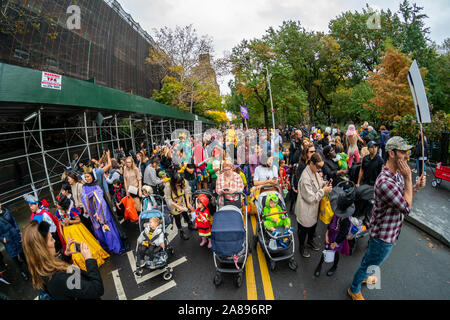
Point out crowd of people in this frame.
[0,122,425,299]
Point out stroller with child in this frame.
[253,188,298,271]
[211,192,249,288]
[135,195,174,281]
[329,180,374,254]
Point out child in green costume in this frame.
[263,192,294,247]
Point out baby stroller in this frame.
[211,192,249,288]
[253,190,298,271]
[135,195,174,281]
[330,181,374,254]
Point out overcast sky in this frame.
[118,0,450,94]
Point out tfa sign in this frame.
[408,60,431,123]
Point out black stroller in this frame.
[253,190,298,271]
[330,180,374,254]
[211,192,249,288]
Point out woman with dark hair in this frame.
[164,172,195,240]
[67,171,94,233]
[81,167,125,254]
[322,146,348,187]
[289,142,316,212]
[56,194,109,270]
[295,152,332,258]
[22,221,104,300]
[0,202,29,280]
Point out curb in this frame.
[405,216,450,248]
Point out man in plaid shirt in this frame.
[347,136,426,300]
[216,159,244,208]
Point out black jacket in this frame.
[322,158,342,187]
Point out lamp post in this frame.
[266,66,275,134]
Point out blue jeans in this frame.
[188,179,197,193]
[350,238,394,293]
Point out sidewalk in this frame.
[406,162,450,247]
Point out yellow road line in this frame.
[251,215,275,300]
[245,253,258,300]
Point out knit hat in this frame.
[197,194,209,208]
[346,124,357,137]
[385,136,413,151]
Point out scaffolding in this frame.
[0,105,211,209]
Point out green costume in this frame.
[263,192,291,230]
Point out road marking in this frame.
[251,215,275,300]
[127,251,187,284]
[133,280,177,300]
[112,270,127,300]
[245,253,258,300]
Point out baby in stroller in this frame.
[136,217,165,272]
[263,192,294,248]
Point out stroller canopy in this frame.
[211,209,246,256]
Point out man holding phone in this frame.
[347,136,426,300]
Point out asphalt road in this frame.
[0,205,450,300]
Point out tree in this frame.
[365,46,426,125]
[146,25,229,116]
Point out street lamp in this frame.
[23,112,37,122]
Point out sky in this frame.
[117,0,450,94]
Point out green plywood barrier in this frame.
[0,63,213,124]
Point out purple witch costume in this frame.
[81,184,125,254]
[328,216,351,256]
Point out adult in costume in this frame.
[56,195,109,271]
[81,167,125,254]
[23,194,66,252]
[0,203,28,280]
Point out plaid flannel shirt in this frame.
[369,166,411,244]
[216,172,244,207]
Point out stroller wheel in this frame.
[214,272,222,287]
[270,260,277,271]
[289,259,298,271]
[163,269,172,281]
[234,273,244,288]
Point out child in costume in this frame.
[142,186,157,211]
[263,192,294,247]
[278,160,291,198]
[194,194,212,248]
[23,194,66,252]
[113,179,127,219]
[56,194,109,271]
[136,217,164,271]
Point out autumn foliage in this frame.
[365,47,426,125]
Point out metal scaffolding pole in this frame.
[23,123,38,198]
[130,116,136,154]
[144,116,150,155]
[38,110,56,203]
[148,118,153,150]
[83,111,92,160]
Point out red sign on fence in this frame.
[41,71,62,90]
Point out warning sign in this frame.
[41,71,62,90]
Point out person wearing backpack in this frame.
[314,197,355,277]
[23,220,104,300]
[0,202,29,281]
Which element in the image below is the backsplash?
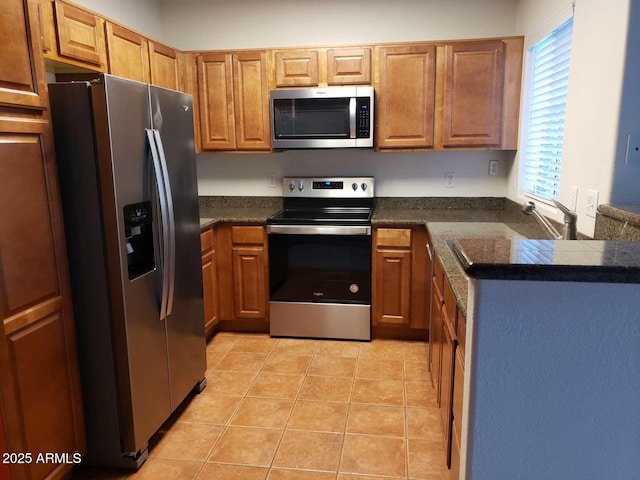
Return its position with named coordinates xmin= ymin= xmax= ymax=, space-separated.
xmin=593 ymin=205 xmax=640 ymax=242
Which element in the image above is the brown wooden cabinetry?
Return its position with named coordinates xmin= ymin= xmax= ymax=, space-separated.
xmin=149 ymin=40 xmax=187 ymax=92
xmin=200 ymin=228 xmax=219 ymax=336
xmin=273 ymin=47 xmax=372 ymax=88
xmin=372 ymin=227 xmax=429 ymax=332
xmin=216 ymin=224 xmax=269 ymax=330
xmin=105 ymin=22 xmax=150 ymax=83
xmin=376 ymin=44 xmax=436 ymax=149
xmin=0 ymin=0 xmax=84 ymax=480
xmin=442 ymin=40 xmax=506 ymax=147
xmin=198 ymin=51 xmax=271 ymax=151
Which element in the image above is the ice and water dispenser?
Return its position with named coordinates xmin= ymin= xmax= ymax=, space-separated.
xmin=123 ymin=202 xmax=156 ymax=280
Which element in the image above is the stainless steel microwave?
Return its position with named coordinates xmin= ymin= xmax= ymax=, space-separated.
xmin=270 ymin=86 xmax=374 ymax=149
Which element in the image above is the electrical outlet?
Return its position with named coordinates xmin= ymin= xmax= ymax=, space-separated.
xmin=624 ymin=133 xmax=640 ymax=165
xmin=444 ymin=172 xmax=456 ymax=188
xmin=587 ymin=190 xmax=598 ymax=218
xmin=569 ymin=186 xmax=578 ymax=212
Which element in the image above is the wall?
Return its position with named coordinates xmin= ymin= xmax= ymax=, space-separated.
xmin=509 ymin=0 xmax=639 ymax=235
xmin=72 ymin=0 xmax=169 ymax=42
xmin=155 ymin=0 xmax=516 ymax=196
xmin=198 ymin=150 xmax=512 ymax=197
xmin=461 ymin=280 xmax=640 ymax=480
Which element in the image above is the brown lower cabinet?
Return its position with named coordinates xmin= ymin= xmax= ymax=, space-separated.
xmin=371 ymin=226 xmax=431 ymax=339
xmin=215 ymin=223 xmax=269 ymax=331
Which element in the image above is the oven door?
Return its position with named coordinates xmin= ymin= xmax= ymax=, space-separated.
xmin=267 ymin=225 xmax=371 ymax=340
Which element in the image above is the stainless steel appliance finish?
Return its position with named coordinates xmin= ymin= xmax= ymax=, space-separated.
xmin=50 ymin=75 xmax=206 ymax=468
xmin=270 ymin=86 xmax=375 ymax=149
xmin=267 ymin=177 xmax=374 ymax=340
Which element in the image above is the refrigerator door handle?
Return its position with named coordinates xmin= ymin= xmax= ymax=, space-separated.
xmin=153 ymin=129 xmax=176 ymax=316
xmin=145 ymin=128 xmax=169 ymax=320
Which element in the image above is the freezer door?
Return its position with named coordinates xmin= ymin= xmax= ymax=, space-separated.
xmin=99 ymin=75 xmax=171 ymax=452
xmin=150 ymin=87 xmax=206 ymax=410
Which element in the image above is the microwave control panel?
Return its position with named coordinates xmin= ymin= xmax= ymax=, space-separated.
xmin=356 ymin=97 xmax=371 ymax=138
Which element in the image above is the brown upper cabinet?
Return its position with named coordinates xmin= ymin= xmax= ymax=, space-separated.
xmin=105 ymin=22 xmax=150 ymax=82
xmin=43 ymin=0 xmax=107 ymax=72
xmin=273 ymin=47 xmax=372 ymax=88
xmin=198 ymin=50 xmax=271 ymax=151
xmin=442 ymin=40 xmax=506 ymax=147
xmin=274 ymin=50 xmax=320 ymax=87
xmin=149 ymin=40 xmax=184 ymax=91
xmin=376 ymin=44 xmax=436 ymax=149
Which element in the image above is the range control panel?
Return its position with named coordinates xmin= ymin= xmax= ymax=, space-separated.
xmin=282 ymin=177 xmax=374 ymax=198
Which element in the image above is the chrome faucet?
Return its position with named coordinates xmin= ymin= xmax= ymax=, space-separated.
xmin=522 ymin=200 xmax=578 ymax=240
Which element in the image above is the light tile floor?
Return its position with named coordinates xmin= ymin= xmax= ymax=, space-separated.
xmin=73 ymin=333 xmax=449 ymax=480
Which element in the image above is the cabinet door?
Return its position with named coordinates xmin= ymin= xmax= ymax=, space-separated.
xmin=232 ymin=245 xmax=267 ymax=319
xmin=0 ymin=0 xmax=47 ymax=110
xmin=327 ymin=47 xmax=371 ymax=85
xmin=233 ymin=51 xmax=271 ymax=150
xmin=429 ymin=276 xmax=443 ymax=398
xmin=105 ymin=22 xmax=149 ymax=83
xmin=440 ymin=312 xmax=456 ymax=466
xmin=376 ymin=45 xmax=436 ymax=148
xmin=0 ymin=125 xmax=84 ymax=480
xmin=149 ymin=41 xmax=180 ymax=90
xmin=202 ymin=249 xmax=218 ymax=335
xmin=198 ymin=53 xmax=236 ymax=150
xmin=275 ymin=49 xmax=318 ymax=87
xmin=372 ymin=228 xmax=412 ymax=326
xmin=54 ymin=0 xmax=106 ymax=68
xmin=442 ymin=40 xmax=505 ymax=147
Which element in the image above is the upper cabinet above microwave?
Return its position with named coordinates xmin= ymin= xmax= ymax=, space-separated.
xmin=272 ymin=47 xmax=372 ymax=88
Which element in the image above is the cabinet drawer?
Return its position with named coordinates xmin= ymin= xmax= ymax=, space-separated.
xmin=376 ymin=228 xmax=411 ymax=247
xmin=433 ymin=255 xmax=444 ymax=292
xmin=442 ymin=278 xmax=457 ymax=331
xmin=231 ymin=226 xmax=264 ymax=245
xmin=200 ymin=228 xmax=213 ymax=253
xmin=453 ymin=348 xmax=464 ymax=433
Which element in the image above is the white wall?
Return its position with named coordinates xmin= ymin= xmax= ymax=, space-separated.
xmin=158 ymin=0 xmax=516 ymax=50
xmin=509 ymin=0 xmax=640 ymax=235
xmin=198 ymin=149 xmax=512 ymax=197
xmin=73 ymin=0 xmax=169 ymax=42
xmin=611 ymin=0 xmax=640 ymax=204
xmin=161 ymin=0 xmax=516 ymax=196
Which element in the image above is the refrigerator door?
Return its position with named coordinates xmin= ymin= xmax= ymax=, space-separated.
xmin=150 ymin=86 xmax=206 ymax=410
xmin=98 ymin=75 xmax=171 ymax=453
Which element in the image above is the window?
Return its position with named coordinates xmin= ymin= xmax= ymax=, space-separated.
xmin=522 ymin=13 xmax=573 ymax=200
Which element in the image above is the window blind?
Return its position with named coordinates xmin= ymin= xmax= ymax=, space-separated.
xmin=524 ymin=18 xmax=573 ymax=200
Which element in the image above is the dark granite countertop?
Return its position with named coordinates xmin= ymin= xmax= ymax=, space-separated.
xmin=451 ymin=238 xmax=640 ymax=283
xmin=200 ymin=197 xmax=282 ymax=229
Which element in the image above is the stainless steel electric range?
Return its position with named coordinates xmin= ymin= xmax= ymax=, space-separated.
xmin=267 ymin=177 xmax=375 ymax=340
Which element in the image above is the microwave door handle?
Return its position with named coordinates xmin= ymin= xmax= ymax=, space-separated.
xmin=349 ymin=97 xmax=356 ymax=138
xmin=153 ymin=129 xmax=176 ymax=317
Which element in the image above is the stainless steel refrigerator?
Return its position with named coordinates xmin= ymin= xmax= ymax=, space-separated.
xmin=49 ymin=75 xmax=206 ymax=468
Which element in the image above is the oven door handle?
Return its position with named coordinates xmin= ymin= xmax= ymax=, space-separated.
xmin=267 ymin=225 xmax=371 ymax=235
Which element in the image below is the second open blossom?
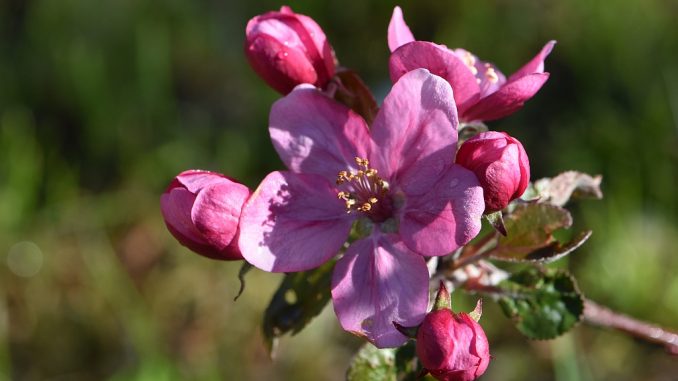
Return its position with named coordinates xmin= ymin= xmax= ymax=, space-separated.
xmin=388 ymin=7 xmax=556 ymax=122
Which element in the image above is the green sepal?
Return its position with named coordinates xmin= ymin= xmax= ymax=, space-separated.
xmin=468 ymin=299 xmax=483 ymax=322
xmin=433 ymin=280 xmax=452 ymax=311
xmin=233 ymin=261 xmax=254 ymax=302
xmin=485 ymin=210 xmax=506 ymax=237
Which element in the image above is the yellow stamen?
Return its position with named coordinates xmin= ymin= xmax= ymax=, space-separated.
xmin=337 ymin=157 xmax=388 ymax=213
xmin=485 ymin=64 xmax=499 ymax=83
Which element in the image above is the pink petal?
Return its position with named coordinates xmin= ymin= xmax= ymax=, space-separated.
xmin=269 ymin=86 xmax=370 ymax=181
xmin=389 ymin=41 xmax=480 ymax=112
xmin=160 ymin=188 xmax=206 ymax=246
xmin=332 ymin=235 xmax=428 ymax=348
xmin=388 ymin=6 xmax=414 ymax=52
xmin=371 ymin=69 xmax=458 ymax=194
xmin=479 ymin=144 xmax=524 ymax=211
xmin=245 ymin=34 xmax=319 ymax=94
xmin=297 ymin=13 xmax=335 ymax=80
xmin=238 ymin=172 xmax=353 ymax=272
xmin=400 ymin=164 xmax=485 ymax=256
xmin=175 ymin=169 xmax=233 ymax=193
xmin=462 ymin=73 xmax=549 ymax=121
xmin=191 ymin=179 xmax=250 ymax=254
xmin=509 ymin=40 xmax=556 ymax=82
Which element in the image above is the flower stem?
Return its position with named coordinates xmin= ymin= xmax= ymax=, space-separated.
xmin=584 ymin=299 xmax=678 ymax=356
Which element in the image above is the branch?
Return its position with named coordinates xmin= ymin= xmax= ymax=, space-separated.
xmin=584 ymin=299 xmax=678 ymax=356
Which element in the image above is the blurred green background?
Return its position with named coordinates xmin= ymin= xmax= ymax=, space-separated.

▸ **GOAL OF THE EXERCISE**
Reproduce word for word the lines above that run from the line containing "Which element in the image above is the pink" through the line containing "xmin=297 ymin=13 xmax=335 ymax=80", with both of those lines included.

▸ **COMPLETE OUTPUT**
Which element in the image above is the pink petal?
Return its position with named coordinates xmin= ymin= xmax= ymax=, space-separated.
xmin=269 ymin=86 xmax=370 ymax=181
xmin=389 ymin=41 xmax=480 ymax=112
xmin=160 ymin=188 xmax=206 ymax=246
xmin=332 ymin=235 xmax=428 ymax=348
xmin=388 ymin=6 xmax=414 ymax=52
xmin=371 ymin=69 xmax=458 ymax=194
xmin=479 ymin=144 xmax=524 ymax=211
xmin=245 ymin=34 xmax=319 ymax=94
xmin=297 ymin=13 xmax=335 ymax=80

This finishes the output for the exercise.